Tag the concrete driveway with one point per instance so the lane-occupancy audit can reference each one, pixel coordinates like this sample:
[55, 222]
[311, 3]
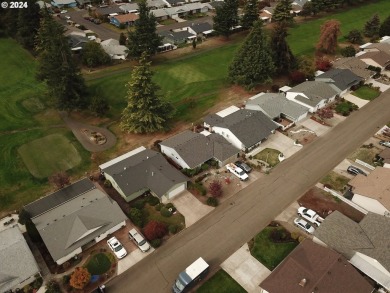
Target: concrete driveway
[355, 100]
[190, 207]
[245, 269]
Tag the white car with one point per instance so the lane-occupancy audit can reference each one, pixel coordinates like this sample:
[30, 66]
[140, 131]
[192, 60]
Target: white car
[117, 247]
[304, 225]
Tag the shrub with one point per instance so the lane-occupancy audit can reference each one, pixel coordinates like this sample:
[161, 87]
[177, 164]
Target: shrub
[212, 201]
[154, 230]
[165, 212]
[136, 217]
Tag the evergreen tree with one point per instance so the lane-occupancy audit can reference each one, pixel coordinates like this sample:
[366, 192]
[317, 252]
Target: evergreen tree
[253, 62]
[282, 12]
[144, 37]
[284, 59]
[146, 111]
[226, 17]
[384, 29]
[56, 66]
[371, 28]
[251, 13]
[28, 24]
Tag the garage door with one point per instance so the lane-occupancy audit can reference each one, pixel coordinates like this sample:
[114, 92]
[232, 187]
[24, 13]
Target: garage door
[176, 190]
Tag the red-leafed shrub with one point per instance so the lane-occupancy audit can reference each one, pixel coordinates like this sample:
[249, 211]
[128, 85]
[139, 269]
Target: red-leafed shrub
[154, 230]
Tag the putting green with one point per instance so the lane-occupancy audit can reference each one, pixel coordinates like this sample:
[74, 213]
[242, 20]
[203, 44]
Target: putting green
[46, 156]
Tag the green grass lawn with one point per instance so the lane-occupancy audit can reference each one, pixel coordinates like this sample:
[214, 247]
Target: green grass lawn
[270, 156]
[49, 155]
[335, 180]
[366, 93]
[303, 38]
[221, 282]
[98, 264]
[268, 252]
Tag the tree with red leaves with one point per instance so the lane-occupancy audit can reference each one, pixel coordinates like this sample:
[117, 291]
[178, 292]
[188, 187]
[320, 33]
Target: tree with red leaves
[215, 188]
[330, 31]
[80, 278]
[155, 230]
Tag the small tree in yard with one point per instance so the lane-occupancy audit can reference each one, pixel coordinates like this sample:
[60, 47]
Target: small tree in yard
[80, 278]
[215, 188]
[154, 230]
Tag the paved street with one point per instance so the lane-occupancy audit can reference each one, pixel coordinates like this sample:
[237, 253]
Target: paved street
[220, 233]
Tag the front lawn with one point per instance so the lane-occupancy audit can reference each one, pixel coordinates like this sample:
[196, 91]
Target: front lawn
[269, 252]
[221, 282]
[366, 93]
[270, 156]
[335, 181]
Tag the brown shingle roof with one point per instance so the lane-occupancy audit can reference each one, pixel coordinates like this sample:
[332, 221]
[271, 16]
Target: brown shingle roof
[314, 268]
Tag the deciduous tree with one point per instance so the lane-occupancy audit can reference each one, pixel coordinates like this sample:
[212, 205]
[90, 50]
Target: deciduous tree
[226, 17]
[330, 31]
[146, 111]
[253, 63]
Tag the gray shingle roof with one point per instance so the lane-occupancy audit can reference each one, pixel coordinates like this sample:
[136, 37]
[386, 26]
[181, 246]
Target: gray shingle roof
[146, 169]
[17, 262]
[195, 148]
[343, 79]
[59, 197]
[77, 222]
[276, 104]
[250, 127]
[370, 237]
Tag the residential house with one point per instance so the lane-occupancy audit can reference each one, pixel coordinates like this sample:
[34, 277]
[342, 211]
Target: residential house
[313, 268]
[385, 157]
[354, 64]
[372, 192]
[340, 79]
[244, 129]
[142, 170]
[116, 51]
[281, 110]
[74, 218]
[364, 244]
[18, 266]
[64, 3]
[312, 94]
[177, 38]
[190, 149]
[124, 19]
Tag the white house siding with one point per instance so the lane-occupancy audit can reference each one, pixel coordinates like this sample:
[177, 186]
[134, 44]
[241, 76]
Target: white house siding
[172, 154]
[369, 204]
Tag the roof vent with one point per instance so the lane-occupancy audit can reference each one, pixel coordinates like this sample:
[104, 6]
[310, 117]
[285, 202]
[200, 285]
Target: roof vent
[303, 282]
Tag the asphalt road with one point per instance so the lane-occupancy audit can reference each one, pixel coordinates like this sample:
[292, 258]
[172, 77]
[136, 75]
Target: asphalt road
[236, 221]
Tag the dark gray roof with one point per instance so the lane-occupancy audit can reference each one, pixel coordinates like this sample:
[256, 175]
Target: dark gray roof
[250, 127]
[59, 197]
[195, 148]
[276, 104]
[370, 237]
[343, 79]
[77, 222]
[16, 258]
[146, 169]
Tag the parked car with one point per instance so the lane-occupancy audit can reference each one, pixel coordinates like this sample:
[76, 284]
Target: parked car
[385, 143]
[304, 225]
[139, 240]
[243, 166]
[355, 171]
[310, 215]
[117, 247]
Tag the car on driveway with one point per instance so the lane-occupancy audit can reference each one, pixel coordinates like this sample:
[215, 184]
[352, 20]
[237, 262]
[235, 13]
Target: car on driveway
[243, 166]
[355, 171]
[304, 225]
[117, 247]
[385, 143]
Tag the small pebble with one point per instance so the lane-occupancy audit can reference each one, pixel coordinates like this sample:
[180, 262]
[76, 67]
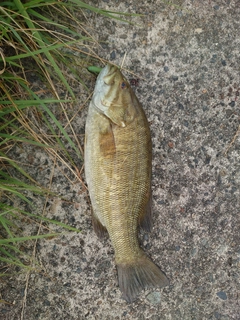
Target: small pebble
[154, 297]
[222, 295]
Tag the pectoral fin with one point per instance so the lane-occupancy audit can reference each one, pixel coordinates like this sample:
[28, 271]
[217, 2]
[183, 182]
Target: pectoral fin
[107, 142]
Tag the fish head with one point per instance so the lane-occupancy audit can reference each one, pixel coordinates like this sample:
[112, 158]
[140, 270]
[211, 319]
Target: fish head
[113, 96]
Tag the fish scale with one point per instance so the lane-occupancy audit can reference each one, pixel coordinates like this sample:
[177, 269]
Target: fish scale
[118, 173]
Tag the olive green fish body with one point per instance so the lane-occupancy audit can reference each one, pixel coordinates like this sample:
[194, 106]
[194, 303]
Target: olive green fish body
[118, 173]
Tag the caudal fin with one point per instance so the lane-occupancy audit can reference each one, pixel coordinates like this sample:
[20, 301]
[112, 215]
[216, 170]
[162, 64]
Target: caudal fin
[142, 273]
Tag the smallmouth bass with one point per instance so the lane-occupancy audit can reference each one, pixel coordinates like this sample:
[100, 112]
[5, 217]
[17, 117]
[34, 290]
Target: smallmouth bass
[118, 165]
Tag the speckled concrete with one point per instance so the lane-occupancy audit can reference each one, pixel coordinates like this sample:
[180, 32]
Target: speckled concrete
[188, 55]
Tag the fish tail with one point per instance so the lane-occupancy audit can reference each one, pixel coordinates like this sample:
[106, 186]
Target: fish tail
[135, 276]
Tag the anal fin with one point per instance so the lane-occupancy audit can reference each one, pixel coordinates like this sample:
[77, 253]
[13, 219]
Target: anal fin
[99, 229]
[145, 220]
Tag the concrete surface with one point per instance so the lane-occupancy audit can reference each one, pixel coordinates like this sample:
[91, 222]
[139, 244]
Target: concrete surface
[188, 55]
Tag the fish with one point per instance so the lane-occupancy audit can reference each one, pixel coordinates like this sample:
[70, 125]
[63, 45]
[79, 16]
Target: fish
[118, 169]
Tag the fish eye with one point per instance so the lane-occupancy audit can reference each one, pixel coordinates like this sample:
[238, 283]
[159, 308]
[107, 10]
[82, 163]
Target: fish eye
[123, 85]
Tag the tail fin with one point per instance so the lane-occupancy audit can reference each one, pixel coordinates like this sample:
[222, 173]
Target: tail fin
[140, 274]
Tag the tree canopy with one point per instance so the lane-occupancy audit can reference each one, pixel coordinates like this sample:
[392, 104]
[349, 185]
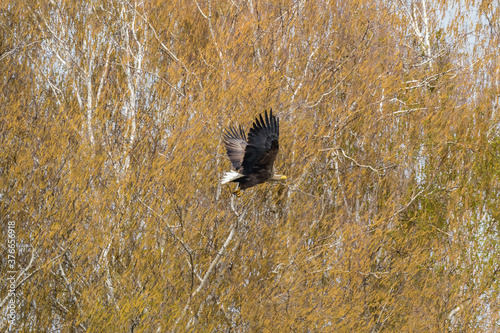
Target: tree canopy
[113, 215]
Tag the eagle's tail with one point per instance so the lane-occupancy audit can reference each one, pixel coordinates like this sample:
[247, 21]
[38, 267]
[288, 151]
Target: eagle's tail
[230, 176]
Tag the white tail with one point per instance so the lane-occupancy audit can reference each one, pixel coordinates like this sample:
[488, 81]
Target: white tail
[230, 176]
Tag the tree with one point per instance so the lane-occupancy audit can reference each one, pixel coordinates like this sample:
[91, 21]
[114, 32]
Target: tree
[111, 122]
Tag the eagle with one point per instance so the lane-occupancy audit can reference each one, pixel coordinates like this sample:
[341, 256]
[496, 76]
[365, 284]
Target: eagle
[253, 158]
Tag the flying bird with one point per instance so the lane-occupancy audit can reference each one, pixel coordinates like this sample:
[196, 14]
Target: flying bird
[253, 158]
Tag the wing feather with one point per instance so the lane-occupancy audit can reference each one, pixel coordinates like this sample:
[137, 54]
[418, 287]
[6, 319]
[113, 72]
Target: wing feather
[235, 142]
[263, 144]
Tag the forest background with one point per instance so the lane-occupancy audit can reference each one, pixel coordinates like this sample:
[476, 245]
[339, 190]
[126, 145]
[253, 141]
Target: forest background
[111, 156]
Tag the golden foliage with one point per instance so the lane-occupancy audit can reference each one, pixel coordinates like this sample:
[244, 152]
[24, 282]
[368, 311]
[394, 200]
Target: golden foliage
[110, 128]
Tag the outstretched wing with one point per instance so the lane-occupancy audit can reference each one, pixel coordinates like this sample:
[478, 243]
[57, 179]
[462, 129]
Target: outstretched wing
[234, 140]
[263, 144]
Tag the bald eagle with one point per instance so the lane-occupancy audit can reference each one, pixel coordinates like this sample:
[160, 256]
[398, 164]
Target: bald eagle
[253, 159]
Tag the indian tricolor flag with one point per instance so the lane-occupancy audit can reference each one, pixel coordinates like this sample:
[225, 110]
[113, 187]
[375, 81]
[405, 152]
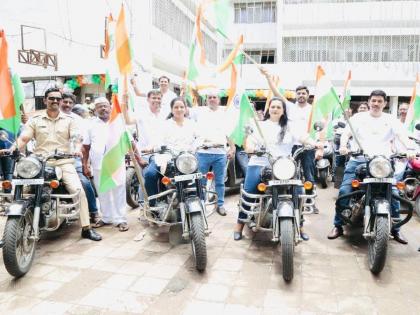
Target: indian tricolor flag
[7, 103]
[325, 101]
[113, 163]
[413, 114]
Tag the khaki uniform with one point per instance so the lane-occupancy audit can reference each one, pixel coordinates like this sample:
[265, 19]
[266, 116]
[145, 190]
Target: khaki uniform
[53, 134]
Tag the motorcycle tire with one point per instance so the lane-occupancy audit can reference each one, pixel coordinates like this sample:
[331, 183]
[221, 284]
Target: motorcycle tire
[323, 177]
[18, 261]
[131, 185]
[378, 245]
[417, 207]
[287, 247]
[198, 241]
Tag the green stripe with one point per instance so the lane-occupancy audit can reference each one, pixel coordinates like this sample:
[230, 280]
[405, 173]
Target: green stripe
[112, 161]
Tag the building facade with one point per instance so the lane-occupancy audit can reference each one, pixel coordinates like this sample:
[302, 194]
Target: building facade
[379, 41]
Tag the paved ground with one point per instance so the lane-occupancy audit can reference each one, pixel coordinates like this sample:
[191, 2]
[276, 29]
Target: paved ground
[120, 275]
○ ○ ○ ○
## Aim
Here the job is to quote the lines from the one with "Tag the forest" through the end of the material, both included, exactly; please skip the pictures.

## Correct output
Tag the forest background with one point per instance so the lane-occupancy audit can reference each one, pixel coordinates like this sample:
[476, 245]
[339, 190]
[126, 145]
[253, 141]
Target: forest background
[111, 156]
Tag the golden foliage with one point per instance so the lane-occupancy audit can reference each one, pixel coordinates like this sample:
[244, 152]
[24, 282]
[368, 311]
[394, 200]
Target: golden foliage
[110, 128]
Tag the outstretched wing with one point per instance so the lane-occupancy audit can reference each one, pixel coordinates like this sample:
[478, 243]
[57, 179]
[462, 129]
Target: outstretched wing
[234, 140]
[263, 144]
Tag the bald eagle with one point per instance so the lane-occupancy audit can reference each one, pixel coordinates like this sample:
[160, 256]
[398, 164]
Target: bald eagle
[253, 159]
Tag the indian tricolor flag with one point per instance so the lane-occupancy audit can reference each one, pixel coordinates like this sample:
[225, 110]
[113, 187]
[375, 81]
[405, 152]
Target: indian tricolor flag
[7, 103]
[325, 101]
[113, 163]
[413, 114]
Tag the khaki uniform with one point per instance so the lane-occupancy audit can reference each one, pixel coordinates like this sample:
[265, 19]
[266, 116]
[145, 190]
Target: khaki uniform
[53, 134]
Tag the motorcycle tire with one point per instance so the lane-occupancy audit can reference each one, pixel coordinates like this sample:
[331, 183]
[221, 284]
Target: motorcycle tire
[323, 177]
[18, 261]
[131, 185]
[378, 245]
[417, 207]
[287, 247]
[198, 241]
Tag the green stripe with one point per instance so the lane-occupancy audit can reference each one, pixel coordinates like this sample:
[230, 280]
[405, 173]
Target: green stripe
[112, 161]
Tag the building facade with one point per instance so the lane-occupancy audit can reference each one, pixel coordinates like this sample:
[302, 194]
Target: building facade
[379, 41]
Tag the paved ground with one point per instance so the lane-occupancy audit can reference each one, pixel coordinates like this sample:
[191, 2]
[276, 29]
Target: paved ground
[120, 275]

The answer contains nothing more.